-- BEGIN Listed entries --

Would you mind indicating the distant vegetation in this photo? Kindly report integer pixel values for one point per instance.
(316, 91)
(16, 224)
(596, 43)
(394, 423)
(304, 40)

-- END Listed entries --

## Task description
Shift every x and y coordinate in the answers by adding 130. Then write out all the records above again in full, requests included.

## Written response
Would you mind indicating the distant vegetation in this photo? Kindly report integer pixel values for one point per instance.
(446, 221)
(146, 354)
(726, 173)
(524, 553)
(434, 170)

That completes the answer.